# Dataset items
[START]

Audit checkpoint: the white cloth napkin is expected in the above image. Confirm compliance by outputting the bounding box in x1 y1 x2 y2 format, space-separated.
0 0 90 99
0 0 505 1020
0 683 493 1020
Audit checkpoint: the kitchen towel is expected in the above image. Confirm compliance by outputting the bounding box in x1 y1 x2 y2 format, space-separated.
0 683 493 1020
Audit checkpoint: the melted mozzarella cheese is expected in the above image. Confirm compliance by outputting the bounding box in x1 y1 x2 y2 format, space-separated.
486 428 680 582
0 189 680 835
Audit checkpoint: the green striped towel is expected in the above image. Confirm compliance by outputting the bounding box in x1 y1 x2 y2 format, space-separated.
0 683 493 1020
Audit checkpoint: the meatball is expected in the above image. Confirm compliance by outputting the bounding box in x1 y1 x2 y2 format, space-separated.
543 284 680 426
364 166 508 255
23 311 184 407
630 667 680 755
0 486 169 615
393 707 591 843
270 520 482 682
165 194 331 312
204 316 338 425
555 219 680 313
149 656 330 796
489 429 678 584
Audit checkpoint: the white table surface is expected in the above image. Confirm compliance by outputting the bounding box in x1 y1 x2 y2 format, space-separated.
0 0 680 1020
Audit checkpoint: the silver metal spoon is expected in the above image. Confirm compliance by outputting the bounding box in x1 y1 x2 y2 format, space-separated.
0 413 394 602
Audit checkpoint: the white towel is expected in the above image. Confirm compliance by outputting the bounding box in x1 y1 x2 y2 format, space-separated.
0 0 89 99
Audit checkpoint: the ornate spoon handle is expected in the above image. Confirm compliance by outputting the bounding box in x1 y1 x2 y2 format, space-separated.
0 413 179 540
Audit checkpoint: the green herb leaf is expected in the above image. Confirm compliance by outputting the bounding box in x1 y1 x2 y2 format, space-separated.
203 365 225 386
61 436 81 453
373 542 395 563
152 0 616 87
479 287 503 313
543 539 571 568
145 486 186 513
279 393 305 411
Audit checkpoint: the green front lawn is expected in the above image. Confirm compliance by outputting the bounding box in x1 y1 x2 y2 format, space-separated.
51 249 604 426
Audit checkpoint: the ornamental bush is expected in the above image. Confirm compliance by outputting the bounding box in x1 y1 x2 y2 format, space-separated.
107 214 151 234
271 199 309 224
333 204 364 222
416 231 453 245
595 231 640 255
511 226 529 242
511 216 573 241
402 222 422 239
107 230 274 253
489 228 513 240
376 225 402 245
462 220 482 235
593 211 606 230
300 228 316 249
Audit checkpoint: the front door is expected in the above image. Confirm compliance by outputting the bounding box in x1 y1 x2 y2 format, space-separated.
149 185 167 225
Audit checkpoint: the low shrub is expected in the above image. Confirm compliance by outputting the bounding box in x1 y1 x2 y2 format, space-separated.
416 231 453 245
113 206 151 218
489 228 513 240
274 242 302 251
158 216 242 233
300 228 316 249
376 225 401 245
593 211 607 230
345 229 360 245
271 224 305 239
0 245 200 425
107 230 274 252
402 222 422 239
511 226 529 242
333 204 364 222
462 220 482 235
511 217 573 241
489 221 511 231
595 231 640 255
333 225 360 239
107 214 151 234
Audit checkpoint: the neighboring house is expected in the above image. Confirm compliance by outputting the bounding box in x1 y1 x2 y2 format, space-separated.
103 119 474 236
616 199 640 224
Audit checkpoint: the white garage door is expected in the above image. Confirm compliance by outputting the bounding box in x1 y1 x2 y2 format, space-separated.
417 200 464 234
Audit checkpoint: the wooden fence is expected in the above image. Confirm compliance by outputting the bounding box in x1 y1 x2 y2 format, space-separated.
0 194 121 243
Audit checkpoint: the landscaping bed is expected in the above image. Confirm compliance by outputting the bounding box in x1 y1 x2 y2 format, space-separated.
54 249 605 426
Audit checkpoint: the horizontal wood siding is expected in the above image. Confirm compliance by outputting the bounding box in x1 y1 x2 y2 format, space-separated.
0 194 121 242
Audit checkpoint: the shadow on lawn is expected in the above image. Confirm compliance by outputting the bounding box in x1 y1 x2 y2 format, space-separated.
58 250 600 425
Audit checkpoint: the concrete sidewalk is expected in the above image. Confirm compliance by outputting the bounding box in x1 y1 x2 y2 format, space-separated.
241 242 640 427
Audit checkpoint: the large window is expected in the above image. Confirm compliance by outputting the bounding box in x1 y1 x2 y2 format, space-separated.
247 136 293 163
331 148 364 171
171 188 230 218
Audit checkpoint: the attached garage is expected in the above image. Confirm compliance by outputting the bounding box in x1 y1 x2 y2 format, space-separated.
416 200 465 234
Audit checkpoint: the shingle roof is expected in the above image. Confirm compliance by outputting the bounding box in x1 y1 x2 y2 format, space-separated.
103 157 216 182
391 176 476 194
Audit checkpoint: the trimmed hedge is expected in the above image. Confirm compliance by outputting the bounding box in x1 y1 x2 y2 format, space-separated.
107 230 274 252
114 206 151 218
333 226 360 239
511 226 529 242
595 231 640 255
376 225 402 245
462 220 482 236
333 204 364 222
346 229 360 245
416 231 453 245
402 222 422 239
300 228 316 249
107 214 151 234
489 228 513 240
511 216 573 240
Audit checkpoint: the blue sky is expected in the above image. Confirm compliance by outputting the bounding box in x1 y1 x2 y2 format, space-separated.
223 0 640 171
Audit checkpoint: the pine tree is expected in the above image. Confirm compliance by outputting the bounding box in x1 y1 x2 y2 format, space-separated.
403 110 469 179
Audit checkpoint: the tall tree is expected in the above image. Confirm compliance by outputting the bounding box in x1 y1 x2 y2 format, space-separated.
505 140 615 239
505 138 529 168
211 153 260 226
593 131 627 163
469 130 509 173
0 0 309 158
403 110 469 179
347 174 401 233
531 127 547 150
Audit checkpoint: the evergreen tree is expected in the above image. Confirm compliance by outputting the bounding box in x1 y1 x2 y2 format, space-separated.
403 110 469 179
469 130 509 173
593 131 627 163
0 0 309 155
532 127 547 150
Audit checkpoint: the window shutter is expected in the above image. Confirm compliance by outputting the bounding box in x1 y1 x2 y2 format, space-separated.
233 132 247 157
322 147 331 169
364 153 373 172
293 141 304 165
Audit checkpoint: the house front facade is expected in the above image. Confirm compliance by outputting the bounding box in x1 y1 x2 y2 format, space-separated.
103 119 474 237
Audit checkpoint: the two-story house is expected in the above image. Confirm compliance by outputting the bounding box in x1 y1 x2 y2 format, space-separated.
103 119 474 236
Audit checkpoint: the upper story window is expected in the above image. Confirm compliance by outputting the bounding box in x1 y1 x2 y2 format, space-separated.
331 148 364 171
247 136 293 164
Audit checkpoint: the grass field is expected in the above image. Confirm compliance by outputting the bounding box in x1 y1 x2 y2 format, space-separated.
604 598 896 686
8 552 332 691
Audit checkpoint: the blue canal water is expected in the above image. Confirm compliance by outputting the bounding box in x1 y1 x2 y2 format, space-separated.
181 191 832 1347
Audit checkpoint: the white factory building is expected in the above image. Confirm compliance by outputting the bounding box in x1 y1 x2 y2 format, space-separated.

[END]

# TASK BRIEF
Format the lines above as a numbered list, omitting any blank lines.

# RESPONSE TO THE TASK
1. Audit checkpoint: the white cloth napkin is expected in the above image. Confirm compliance by outputting the bounding box in x1 y1 x2 y2 format, space-separated.
2. 0 0 90 99
3. 0 0 505 1020
4. 0 683 493 1020
5. Audit checkpoint: the kitchen towel is expected in the above image. Confirm compliance by outputting the bounding box in x1 y1 x2 y2 format, space-separated.
6. 0 683 493 1020
7. Audit checkpoint: the melted mozzarella cheese is expected in the above image. Confirm compliance by outputting the bounding box in x1 y1 x2 y2 format, space-separated.
8. 486 428 680 582
9. 0 189 680 835
10. Audit checkpoint: the green striped towel is expected in the above image. Confirm compliance by outputting the bounding box in x1 y1 x2 y2 format, space-separated.
11. 0 683 493 1020
12. Audit checkpoint: the meatball is expected in the above image. Confirm compliance by outputting the bounding box in x1 y1 x2 y2 format, space-separated.
13. 543 284 680 426
14. 364 166 508 255
15. 23 311 184 407
16. 630 667 680 755
17. 0 486 169 615
18. 393 707 591 843
19. 270 520 482 682
20. 165 194 331 312
21. 204 316 338 425
22. 555 219 680 313
23. 149 656 330 796
24. 489 429 678 584
25. Audit checkpoint: the white table surface is expected in the above image. Confirm compliance by outputting the bounding box in x1 y1 x2 y2 format, space-separated.
26. 0 0 680 1020
27. Audit checkpoint: the silver metal spoon is expected in the above image. Confirm compliance by outputting the bounding box in x1 y1 x2 y2 format, space-separated.
28. 0 413 394 602
29. Audit checkpoint: the white towel is expected in the above image. Confirm compliance by outputting the bounding box in x1 y1 x2 y2 format, space-separated.
30. 0 0 89 99
31. Audit checkpoint: the ornate spoon handle is expected in the above image. Confirm compliance by outputting the bounding box in x1 y1 x2 y2 format, space-separated.
32. 0 413 179 540
33. Audit checkpoint: the green herb leaf is expected in the above image. Confirm compliance by outputting the bounding box in x1 y1 x2 y2 format, space-separated.
34. 203 365 225 386
35. 61 436 81 453
36. 373 542 395 563
37. 152 0 616 87
38. 479 287 503 313
39. 543 539 571 568
40. 145 486 186 513
41. 279 393 305 411
42. Audit checkpoint: the green front lawn is expected in the above image. Confirm compliance by outputting the bounding box in x1 y1 x2 y2 format, space-separated.
43. 51 249 604 426
44. Audit checkpoint: the ornamental bush is expected in the above image. Confirm compliance by outputting the bounding box in x1 y1 x2 y2 format, space-separated.
45. 107 214 151 234
46. 271 199 309 224
47. 333 204 364 222
48. 416 231 453 245
49. 595 231 640 255
50. 511 226 529 242
51. 511 216 573 241
52. 402 222 422 239
53. 107 230 274 253
54. 489 228 513 240
55. 376 225 402 245
56. 462 220 482 235
57. 593 211 606 230
58. 300 228 316 249
59. Audit checkpoint: the front door is expected in the above image. Confirm compliance by outputting the bounding box in x1 y1 x2 y2 format, space-separated.
60. 149 185 167 225
61. Audit checkpoint: the low shrub is expected in the above image. Confirm compliance by outputting the bounding box in x1 y1 x2 y2 format, space-separated.
62. 416 231 453 245
63. 113 206 151 218
64. 489 228 513 240
65. 274 242 302 251
66. 158 216 242 233
67. 300 228 316 249
68. 376 225 401 245
69. 593 211 607 230
70. 345 229 360 245
71. 271 224 305 239
72. 0 245 200 425
73. 107 230 274 252
74. 402 222 422 239
75. 511 226 529 242
76. 333 204 364 222
77. 462 220 482 235
78. 511 217 573 241
79. 489 221 511 231
80. 595 231 640 255
81. 333 225 360 239
82. 107 214 151 234
83. Audit checkpoint: the neighboring house is expected in the above image. Confirm compliance by outputting the bounding box in x1 y1 x2 y2 format, space-separated.
84. 103 119 474 236
85. 616 199 640 224
86. Audit checkpoint: the white garage door is expected in the above image. Confirm compliance by outputting the bounding box in x1 y1 x2 y2 format, space-separated.
87. 417 200 464 234
88. Audit checkpoint: the wooden fence is expected in the above image. Confirm compliance by outputting the bounding box in x1 y1 x2 y2 format, space-separated.
89. 0 194 121 243
90. Audit checkpoint: the landscaping bed is expected in the above image. Confirm compliance by outputting the bounding box in x1 y1 x2 y2 format, space-separated.
91. 54 249 605 426
92. Audit checkpoint: the horizontal wood siding is expected in the above image. Confirm compliance by outputting the bounding box in x1 y1 x2 y2 format, space-separated.
93. 0 194 121 242
94. Audit checkpoint: the shadow on lawn is expected in the above image. Confirm compliance by outputting the bounding box in x1 y1 x2 y2 format, space-separated.
95. 58 250 600 425
96. Audit checkpoint: the concrete sidewalk is expected in the above image. Confirm compliance by outputting the bounding box in x1 y1 x2 y2 format, space-separated.
97. 241 242 640 427
98. Audit checkpoint: the large window is expected in the above image. Confirm compliance by outputting the bounding box in x1 y1 x2 y2 format, space-separated.
99. 247 136 293 163
100. 331 148 364 171
101. 171 188 230 218
102. Audit checkpoint: the attached garage is expected in the above image. Confirm compliance by outputting the bounding box in x1 y1 x2 y2 format, space-separated.
103. 416 200 465 234
104. Audit checkpoint: the shingle roof is expected in the above image. Confirm compliance by outputting the bounding box in x1 y1 x2 y2 format, space-separated.
105. 103 157 216 182
106. 391 176 476 194
107. Audit checkpoint: the trimmed hedge is expected in the above image. Confirm compliance by outputting the bounding box in x1 y1 x2 y2 format, space-separated.
108. 107 230 274 252
109. 114 206 151 218
110. 333 226 360 239
111. 511 226 529 242
112. 595 231 640 255
113. 376 225 402 245
114. 462 220 482 236
115. 333 204 364 222
116. 346 229 360 245
117. 416 231 453 245
118. 402 222 422 239
119. 300 228 316 249
120. 107 214 151 234
121. 489 228 513 240
122. 511 216 573 240
123. Audit checkpoint: the blue sky is expected in the above image. Confirm compliance by outputting the bounding box in x1 y1 x2 y2 format, space-separated.
124. 223 0 640 171
125. Audit checkpoint: the pine tree is expected in the above image. Confirm compliance by outputting the bounding box in x1 y1 x2 y2 format, space-separated.
126. 403 110 469 179
127. Audit checkpoint: the tall tree is expected in the above image. Confirm compliance by outputting the bounding box in x1 y1 x2 y2 format, space-separated.
128. 505 140 615 239
129. 505 138 529 168
130. 211 153 260 226
131. 593 131 627 163
132. 469 130 509 173
133. 0 0 309 158
134. 403 110 469 179
135. 347 174 401 233
136. 531 127 547 150
137. Audit checkpoint: the evergreen tree is expected in the above image. Confirm compliance by outputting the bounding box in x1 y1 x2 y2 format, space-separated.
138. 403 110 469 179
139. 469 130 509 173
140. 593 131 627 163
141. 0 0 309 155
142. 532 127 547 150
143. Audit checkpoint: the window shutter is expected in the above image. Confirm compliance by outputting the bounding box in x1 y1 x2 y2 format, space-separated.
144. 233 132 247 157
145. 322 147 331 169
146. 364 153 373 172
147. 293 141 304 165
148. Audit checkpoint: the house front facade is expected in the above image. Confirm compliance by outputting the bounding box in x1 y1 x2 y2 format, space-separated.
149. 103 119 474 237
150. Audit checkpoint: the two-story house is expected in the above image. Confirm compliance by outputting the bounding box in x1 y1 x2 y2 format, space-separated.
151. 103 119 474 236
152. Audit checkpoint: the upper story window is expected in the above image. Confirm compliance by outputting the bounding box in x1 y1 x2 y2 format, space-separated.
153. 331 148 364 171
154. 247 136 293 164
155. Audit checkpoint: the grass field is expected in the above image. Confirm compliance by outputting the bounding box in x1 y1 x2 y2 format, space-separated.
156. 604 598 896 686
157. 8 552 332 691
158. Audit checkpoint: the blue canal water is expected in the above image. Confirm compliance by outputting the bounding box in x1 y1 x2 y2 format, space-separated.
159. 181 191 832 1347
160. Audit checkpoint: the white factory building is expected in the above image. Confirm compliance by outputting the bounding box in x1 y1 x2 y2 format, space-separated.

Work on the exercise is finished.